** Opening TEXT block **

Source: Check Point Research
Source: Check Point Research

Over 87% of infected devices were running unsupported Android versions, leaving them vulnerable to attacks due to the lack of security updates.

“Neglecting software updates, especially in regions where newer devices are less accessible, exacerbates vulnerability,” warned Krishna Vishnubhotla, vice president of product strategy at Zimperium.

“Effective countermeasures must, therefore, include robust user education on recognizing threats and adopting safe mobile practices, alongside technical defenses.”

CPR’s in-depth analysis of specific cases included an Android ransomware operation, a scenario involving leaked two-factor authentication (2FA) messages and a situation where a government website in Pakistan was compromised to host Rafel RAT command-and-control infrastructure.

“The involvement of an espionage group using Rafel suggests potential national security implications,” said Callie Guenther, senior manager of cyber threat research at Critical Start.

** Closing TEXT block **

# TASK 1
Answer these questions from the passage on Rafel RAT:
(a) What share of infected devices were running unsupported Android versions?
(b) What position does Krishna Vishnubhotla hold, and at which company?
(c) In which country was a government website compromised to host command-and-control infrastructure?
# TASK 2
List the specific cases that CPR's in-depth analysis covered, according to the passage on Rafel RAT.

** Opening DATASET RECORDS block **

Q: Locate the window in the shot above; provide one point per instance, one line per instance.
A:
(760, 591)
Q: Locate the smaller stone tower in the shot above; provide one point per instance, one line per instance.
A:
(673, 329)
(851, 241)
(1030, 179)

** Closing DATASET RECORDS block **

# YOUR RESPONSE 1
(a) Over 87%
(b) Vice president of product strategy at Zimperium
(c) Pakistan

# YOUR RESPONSE 2
- An Android ransomware operation
- A scenario involving leaked two-factor authentication (2FA) messages
- A situation where a government website in Pakistan was compromised to host Rafel RAT command-and-control infrastructure